Alegações Finais por memoriais Tribunal do Júri- impronuncia e afastamento das qualificadoras

EXCELENTÍSSIMO (A) SENHOR (A) DOUTOR (A) JUIZ (A) DE DIREITO DA ÚNICA VARA CRIMINAL DA COMARCA DE ——— – ESTADO DO ———–.

“O dano é mais grave quando se condena um inocente por um crime, mas já é bastante considerável quando um queixoso com uma alegação bem fundamentada não é ouvido pelo tribunal, ou quando um réu dele sai com um estigma imerecido” [1]

Autos de Ação Penal n.º XXXXXXXXXXX.

XXXXXXXXXXXXXXX, brasileiro, já devidamente qualificado nestes autos de processo crime, através de seu advogado, que a esta subscreve, vem respeitosamente, perante a Vossa Excelência, com fulcro no artigo 403, § 3º, do Código de Processo Penal, apresentar:

ALEGAÇÕES FINAIS POR MEMORIAIS

1 BREVE SINTESE DOS FATOS

O acusado foi denunciado (seq. XXXX) pela suposta prática das condutas ilícitas tipificadas no artigo 12, caput, da Lei n.º 10.826/03 (FATO 1) e artigo 121, § 2º, incisos II e IV, do Código Penal, na forma do artigo 69, caput, do Código Penal (FATO 2).

Tarefa proposta: Atualize o trecho das alegações finais de "XXXXXXXXXXXXXXX, brasileiro, já" até "Penal (FATO 2).", inclusive, substituindo "acusado" por "réu". A listagem não tem nenhum papel neste exercício.

Material fornecido:
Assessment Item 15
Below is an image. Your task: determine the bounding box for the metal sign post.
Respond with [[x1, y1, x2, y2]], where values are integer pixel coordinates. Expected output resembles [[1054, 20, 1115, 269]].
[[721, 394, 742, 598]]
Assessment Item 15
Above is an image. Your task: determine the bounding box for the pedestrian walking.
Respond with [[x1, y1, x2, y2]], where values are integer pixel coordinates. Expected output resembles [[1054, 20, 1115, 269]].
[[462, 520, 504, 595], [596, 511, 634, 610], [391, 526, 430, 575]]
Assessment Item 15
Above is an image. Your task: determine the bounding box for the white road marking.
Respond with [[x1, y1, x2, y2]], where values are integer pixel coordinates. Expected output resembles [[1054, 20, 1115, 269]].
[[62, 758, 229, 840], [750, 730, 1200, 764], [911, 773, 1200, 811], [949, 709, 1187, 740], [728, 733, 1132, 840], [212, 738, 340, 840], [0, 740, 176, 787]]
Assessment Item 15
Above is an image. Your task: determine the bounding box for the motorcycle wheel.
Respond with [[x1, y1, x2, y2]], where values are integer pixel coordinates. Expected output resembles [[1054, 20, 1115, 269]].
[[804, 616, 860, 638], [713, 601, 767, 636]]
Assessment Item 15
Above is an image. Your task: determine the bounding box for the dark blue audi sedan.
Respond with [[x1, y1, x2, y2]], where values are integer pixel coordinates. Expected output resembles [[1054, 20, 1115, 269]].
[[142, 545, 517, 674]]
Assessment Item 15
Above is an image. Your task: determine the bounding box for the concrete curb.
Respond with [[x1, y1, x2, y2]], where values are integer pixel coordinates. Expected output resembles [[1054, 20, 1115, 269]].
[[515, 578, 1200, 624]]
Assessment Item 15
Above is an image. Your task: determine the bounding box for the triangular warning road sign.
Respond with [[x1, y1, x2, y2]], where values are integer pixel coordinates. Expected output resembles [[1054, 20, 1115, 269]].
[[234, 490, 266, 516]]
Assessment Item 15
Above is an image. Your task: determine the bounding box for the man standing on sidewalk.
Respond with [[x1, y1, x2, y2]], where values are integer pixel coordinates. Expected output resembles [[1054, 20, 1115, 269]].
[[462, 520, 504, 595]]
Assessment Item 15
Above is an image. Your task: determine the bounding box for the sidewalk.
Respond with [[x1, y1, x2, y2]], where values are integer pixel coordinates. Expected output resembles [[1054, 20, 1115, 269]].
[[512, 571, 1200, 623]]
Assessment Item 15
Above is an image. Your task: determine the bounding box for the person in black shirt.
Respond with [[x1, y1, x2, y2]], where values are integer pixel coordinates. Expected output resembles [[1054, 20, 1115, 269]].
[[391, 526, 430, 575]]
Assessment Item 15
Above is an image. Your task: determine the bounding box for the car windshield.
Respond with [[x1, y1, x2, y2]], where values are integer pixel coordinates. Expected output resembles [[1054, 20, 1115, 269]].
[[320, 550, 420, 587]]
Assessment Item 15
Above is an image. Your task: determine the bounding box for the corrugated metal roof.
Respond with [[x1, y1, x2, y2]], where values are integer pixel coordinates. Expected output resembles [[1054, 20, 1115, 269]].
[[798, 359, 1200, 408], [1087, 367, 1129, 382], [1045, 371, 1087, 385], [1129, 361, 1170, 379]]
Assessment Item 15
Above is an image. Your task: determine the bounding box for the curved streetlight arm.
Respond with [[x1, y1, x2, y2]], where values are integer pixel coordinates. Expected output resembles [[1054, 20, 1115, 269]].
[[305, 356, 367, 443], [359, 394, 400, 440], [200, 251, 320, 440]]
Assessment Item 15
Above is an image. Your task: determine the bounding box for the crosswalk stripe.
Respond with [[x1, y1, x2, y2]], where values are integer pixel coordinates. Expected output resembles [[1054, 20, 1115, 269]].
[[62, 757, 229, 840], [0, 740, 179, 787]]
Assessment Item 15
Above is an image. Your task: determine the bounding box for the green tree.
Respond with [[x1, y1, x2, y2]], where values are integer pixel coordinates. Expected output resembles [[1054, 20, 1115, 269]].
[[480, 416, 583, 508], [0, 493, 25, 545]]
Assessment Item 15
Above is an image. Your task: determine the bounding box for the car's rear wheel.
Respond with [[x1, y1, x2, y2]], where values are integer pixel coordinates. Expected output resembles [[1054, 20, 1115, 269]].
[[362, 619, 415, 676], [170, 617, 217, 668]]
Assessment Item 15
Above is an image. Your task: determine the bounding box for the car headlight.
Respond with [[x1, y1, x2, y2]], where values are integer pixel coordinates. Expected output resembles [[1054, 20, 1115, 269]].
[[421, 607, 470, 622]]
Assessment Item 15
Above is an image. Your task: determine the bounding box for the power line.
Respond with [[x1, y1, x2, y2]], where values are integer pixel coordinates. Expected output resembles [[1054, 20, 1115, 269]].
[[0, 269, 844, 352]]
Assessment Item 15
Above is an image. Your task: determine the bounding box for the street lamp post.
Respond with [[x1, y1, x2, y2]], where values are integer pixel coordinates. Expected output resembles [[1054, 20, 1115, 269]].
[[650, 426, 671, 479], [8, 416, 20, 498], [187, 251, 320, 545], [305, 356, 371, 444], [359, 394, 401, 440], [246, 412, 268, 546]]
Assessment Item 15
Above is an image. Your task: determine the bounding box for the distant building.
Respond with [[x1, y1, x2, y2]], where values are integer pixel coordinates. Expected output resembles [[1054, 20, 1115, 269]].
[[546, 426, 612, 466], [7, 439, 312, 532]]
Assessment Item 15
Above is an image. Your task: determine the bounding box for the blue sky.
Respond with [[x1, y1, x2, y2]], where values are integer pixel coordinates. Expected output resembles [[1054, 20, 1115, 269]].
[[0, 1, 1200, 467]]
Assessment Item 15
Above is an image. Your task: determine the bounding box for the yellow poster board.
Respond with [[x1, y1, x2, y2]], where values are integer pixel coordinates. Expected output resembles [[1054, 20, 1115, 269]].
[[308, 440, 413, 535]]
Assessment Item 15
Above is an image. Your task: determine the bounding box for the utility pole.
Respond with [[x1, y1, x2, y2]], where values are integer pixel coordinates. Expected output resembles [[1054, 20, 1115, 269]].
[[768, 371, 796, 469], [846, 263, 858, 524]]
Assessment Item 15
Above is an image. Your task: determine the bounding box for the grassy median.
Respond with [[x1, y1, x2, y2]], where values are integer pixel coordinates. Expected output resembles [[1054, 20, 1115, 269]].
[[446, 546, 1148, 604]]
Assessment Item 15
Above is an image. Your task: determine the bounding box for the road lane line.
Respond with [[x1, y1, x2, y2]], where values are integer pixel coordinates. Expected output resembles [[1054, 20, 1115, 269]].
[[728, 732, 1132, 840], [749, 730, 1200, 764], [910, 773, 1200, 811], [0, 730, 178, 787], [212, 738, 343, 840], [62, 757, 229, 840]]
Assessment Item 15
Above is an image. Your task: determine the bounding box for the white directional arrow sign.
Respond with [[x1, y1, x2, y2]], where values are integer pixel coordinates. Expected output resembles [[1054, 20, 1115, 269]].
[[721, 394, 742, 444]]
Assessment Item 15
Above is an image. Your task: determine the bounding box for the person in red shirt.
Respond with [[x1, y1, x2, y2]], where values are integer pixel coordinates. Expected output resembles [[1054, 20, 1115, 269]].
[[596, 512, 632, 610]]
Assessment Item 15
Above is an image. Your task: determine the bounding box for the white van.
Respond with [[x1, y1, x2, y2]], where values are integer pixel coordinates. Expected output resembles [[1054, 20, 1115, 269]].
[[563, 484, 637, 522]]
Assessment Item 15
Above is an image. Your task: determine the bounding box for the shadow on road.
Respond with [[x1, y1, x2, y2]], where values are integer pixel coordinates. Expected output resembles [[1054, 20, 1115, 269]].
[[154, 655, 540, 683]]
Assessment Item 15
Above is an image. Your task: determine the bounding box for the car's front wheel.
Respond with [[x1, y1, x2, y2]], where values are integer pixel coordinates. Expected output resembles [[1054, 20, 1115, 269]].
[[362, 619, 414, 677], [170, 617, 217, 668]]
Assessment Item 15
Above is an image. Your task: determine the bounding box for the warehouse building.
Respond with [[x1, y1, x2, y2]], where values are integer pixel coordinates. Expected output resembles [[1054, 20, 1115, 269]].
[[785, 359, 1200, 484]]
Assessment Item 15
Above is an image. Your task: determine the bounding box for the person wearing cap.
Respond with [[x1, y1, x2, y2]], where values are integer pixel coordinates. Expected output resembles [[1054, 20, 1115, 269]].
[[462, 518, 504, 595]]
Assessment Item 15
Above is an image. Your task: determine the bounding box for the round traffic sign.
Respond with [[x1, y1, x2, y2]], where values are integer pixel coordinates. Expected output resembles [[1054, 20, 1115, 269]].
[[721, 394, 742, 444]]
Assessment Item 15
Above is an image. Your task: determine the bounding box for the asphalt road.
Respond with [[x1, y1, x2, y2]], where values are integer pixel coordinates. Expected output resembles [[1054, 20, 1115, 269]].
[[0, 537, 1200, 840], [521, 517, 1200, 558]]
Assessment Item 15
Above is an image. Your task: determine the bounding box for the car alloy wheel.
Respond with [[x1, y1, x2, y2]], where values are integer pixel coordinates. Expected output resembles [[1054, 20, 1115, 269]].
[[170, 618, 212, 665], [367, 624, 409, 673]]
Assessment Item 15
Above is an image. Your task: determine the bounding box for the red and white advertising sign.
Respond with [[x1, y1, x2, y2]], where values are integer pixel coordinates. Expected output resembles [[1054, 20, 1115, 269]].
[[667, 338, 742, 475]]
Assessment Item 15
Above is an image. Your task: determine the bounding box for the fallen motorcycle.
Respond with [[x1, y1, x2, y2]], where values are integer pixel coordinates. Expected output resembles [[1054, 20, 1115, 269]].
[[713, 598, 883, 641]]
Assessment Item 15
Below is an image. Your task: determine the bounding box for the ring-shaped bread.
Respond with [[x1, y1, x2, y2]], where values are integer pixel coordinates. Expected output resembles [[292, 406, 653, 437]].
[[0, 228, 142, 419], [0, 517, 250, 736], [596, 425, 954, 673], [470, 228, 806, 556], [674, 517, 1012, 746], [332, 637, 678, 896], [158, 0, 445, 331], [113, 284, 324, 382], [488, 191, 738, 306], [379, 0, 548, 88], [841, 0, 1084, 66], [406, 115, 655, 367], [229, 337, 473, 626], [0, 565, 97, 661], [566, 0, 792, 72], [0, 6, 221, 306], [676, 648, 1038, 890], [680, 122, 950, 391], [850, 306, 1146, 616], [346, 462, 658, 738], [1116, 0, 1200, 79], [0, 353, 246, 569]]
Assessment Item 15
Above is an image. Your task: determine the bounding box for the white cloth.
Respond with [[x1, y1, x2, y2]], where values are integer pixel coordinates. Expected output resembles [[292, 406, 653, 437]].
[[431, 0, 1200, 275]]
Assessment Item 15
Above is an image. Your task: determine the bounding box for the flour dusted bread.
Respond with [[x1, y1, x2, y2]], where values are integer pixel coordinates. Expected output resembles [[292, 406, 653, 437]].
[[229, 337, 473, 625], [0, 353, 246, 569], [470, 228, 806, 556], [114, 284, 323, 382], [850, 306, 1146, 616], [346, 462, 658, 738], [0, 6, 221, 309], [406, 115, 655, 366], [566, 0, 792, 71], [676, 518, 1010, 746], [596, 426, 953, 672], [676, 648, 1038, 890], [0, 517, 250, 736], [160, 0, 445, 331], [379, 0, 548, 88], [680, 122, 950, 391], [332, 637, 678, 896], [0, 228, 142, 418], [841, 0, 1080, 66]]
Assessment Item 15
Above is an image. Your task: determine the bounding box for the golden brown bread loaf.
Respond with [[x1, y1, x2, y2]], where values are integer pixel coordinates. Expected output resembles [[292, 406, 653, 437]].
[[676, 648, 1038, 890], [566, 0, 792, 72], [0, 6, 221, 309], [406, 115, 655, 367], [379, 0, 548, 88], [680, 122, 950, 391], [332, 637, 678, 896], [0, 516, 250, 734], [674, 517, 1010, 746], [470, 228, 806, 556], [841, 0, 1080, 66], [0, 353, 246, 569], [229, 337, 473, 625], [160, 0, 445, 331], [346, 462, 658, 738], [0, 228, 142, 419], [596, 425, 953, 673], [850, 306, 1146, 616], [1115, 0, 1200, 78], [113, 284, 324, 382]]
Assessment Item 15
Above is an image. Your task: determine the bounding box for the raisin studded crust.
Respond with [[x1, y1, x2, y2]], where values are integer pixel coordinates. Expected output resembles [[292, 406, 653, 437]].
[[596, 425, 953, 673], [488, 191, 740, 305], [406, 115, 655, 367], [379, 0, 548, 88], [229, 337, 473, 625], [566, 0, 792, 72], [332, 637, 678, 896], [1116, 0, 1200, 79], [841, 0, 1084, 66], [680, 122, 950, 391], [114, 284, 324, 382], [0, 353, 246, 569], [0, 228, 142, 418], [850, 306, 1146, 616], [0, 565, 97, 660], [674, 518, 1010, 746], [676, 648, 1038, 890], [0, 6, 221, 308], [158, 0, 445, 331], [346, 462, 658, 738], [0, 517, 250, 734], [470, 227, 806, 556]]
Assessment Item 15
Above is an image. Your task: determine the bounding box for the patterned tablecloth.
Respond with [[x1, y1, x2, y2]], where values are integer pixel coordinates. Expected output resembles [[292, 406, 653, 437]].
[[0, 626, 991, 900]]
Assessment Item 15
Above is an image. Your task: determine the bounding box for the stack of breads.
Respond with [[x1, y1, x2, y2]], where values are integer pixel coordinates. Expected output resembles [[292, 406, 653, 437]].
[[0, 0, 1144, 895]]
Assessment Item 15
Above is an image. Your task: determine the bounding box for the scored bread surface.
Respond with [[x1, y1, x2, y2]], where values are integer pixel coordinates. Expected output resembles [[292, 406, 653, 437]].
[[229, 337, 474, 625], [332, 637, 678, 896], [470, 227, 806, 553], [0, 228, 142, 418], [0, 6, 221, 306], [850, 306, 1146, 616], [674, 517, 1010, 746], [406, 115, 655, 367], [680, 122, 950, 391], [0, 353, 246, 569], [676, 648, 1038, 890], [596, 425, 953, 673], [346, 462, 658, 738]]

Resultado correto:
XXXXXXXXXXXXXXX, brasileiro, já devidamente qualificado nestes autos de processo crime, através de seu advogado, que a esta subscreve, vem respeitosamente, perante a Vossa Excelência, com fulcro no artigo 403, § 3º, do Código de Processo Penal, apresentar:

ALEGAÇÕES FINAIS POR MEMORIAIS

1 BREVE SINTESE DOS FATOS

O réu foi denunciado (seq. XXXX) pela suposta prática das condutas ilícitas tipificadas no artigo 12, caput, da Lei n.º 10.826/03 (FATO 1) e artigo 121, § 2º, incisos II e IV, do Código Penal, na forma do artigo 69, caput, do Código Penal (FATO 2).